Write out every entry exactly; the pictures do not belong in the copy.

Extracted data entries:
# # # # #

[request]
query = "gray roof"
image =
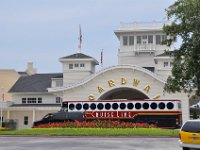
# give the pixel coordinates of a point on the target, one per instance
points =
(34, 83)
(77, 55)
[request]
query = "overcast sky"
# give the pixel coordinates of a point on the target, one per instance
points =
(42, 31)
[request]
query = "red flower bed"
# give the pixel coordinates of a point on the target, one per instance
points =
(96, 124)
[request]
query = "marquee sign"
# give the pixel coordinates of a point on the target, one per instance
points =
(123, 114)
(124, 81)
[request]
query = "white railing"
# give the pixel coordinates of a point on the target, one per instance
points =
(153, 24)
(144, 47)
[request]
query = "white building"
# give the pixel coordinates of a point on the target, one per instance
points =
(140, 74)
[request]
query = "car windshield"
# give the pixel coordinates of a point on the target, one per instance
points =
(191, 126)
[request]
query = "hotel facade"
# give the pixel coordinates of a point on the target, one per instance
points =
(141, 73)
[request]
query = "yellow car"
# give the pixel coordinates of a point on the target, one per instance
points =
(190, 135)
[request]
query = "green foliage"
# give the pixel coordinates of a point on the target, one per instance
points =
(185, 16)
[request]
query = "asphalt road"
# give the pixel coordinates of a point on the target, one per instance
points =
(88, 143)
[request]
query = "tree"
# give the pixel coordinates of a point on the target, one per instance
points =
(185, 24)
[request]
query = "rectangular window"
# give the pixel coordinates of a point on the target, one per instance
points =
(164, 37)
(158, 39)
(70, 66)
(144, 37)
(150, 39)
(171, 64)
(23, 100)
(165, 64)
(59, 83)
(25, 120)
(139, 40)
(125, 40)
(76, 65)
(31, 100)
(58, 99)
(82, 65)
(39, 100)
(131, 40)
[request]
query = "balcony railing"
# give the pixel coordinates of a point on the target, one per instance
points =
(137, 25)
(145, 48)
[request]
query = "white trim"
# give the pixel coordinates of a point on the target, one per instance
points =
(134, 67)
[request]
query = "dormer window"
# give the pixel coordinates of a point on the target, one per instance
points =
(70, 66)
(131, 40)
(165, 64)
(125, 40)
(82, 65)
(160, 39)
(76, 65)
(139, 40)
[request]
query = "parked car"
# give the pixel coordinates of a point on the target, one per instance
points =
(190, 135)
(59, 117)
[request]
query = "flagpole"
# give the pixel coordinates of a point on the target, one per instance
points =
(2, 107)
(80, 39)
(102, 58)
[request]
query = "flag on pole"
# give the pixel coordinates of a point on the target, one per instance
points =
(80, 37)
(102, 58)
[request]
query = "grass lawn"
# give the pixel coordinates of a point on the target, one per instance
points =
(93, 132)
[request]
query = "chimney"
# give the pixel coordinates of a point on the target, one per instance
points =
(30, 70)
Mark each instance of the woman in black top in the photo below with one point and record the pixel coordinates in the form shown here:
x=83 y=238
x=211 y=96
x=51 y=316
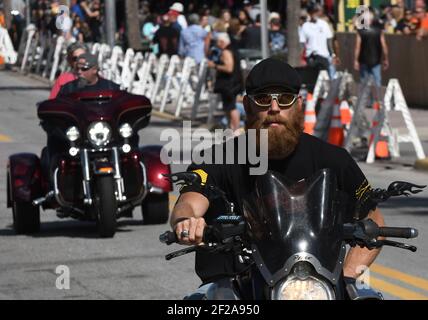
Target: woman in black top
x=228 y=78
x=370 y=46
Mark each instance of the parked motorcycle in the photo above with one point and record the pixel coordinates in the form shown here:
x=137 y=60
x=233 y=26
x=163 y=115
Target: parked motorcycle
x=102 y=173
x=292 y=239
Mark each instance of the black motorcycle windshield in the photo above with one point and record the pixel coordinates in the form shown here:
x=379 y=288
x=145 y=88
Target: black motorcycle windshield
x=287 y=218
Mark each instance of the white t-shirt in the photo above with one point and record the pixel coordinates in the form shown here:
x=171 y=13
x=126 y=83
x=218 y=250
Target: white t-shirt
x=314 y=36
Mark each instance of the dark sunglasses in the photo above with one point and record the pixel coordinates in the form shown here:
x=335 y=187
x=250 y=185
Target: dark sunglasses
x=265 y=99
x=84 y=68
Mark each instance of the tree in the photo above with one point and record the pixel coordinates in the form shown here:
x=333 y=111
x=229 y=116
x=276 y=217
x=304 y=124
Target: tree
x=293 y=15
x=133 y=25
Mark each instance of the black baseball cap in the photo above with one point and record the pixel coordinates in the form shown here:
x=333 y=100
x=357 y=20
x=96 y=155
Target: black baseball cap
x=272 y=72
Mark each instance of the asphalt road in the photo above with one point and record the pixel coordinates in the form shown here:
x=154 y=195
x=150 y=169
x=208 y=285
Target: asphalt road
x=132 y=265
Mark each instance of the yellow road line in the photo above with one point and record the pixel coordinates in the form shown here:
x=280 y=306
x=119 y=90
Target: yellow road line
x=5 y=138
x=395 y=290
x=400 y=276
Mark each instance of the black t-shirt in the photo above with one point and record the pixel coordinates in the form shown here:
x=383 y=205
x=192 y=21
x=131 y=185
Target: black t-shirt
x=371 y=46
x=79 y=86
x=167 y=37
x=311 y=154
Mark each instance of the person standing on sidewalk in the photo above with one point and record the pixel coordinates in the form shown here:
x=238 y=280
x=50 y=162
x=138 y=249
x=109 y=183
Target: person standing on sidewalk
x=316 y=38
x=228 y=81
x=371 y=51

# # # # #

▸ **Exercise result**
[request]
query = "gray roof"
image =
# give the pixel coordinates of a point on the target, one per instance
points =
(34, 83)
(77, 55)
[request]
query = "overcast sky"
# give the pixel coordinates of a point on the target, one per instance
points =
(42, 31)
[request]
query = "red flower bed"
# give the pixel coordinates of a point on the target, one per instance
points =
(96, 124)
[request]
query = "marquee sign"
# give the pixel coordinates of a point on the target, one per instance
points =
(123, 114)
(124, 81)
[request]
query = "white railing"
# give the pixel coordinates of a point on the target, one per instance
points =
(153, 24)
(144, 47)
[request]
query = "white building"
# give the pixel coordinates of a point on the target, one per instance
points =
(140, 74)
[request]
query = "car windshield"
# give the pixel coordinates of a point on the target, one per instance
points =
(191, 126)
[request]
query = "hotel facade"
# give the pixel coordinates of a point on the target, one per instance
points =
(141, 73)
[request]
query = "yellow car"
# give the pixel coordinates of a point on the target, one per instance
points =
(190, 135)
[request]
query = "green foliage"
# give the pixel coordinates of a point on the target, one per instance
points =
(185, 16)
[request]
query = "asphalt road"
# give the pixel coordinates of a point on the target, one per instance
points =
(88, 143)
[request]
query = "tree"
# give the pixel coordinates of a point on the target, one per instance
points =
(185, 24)
[request]
query = "rectangular window"
# give the pixel coordinates of a point on the target, one per instance
points =
(164, 37)
(158, 39)
(70, 66)
(144, 37)
(150, 39)
(171, 64)
(23, 100)
(165, 64)
(59, 83)
(25, 120)
(139, 40)
(125, 40)
(76, 65)
(31, 100)
(58, 99)
(82, 65)
(39, 100)
(131, 40)
[request]
query = "balcony railing"
# give the pixel coordinates of a point on the target, one per instance
points =
(137, 25)
(145, 48)
[request]
query = "white trim"
# give the pixel coordinates of a point on the target, one per instance
points =
(134, 67)
[request]
query = "dormer window"
# give the pixel coordinates of a point on the target, one per instance
points =
(70, 66)
(131, 40)
(165, 64)
(125, 40)
(82, 65)
(160, 39)
(76, 65)
(139, 40)
[request]
query = "parked car"
# give the pixel coordinates of a point on the target, one per instance
points =
(190, 135)
(59, 117)
[request]
query = "flagpole"
# give the pixel coordinates of a point on the target, one per instance
points =
(2, 107)
(80, 39)
(102, 58)
[request]
query = "flag on pole"
# give the pixel coordinates of a point on the target, one per instance
points =
(80, 37)
(102, 58)
[request]
query = "grass lawn"
# give the pixel coordinates of a point on the target, one per instance
points =
(93, 132)
[request]
query = "chimney"
# give the pixel coordinates of a point on the target, one per instance
points =
(30, 70)
Mark each instance of the woman in black top in the photo below with one point and record the pixel coordinates in the form shown here:
x=83 y=238
x=211 y=96
x=51 y=316
Target: woman in black top
x=228 y=78
x=370 y=46
Mark each instance of the parked motorcycle in the photo above with one point and record the pixel coordinates in the form shown here:
x=137 y=60
x=233 y=26
x=163 y=115
Target: parked motorcycle
x=102 y=173
x=292 y=239
Mark each instance of the black motorcycle windshield in the photo above with one point and record the pixel coordinates in the form shown here:
x=379 y=288
x=145 y=88
Target: black motorcycle windshield
x=287 y=218
Mark each instance of the white t-shirt in the photo above with one point and record the pixel coordinates in the form shown here:
x=171 y=13
x=126 y=83
x=218 y=250
Target: white t-shirt
x=314 y=36
Mark each instance of the dark sunglasses in the photo above with one point and record the pixel coordinates in the form shown here:
x=335 y=187
x=250 y=185
Target: dark sunglasses
x=265 y=99
x=84 y=68
Mark each instance of the tree in the photo above with one point and record the pixel coordinates in the form shown here:
x=333 y=111
x=229 y=116
x=276 y=217
x=304 y=124
Target: tree
x=293 y=15
x=133 y=25
Mark each instance of the black baseball cap in the photo above with one point and record the pixel coordinates in the form shown here:
x=333 y=100
x=357 y=20
x=96 y=155
Target: black baseball cap
x=272 y=72
Mark each instance of the asphalt road in the photo above with one point and record the pixel coordinates in the form shown here:
x=154 y=195
x=150 y=169
x=208 y=285
Target: asphalt road
x=132 y=265
Mark each instance of the yellow road line in the photo above with one point and record the pixel coordinates in the form shown here:
x=280 y=306
x=119 y=90
Target: yellow road line
x=5 y=138
x=395 y=290
x=400 y=276
Mark each instance of the black t-shirt in the photo above with one point and record the pixel coordinates in the form shown here:
x=383 y=205
x=192 y=21
x=131 y=185
Target: black t-shirt
x=371 y=46
x=79 y=86
x=167 y=37
x=311 y=154
Mark each instance of the person standing on sidewalk in the photo above with one point and record the pixel coordinates in the form shown here:
x=238 y=280
x=50 y=162
x=138 y=249
x=109 y=183
Target: person standing on sidewalk
x=316 y=38
x=228 y=81
x=371 y=51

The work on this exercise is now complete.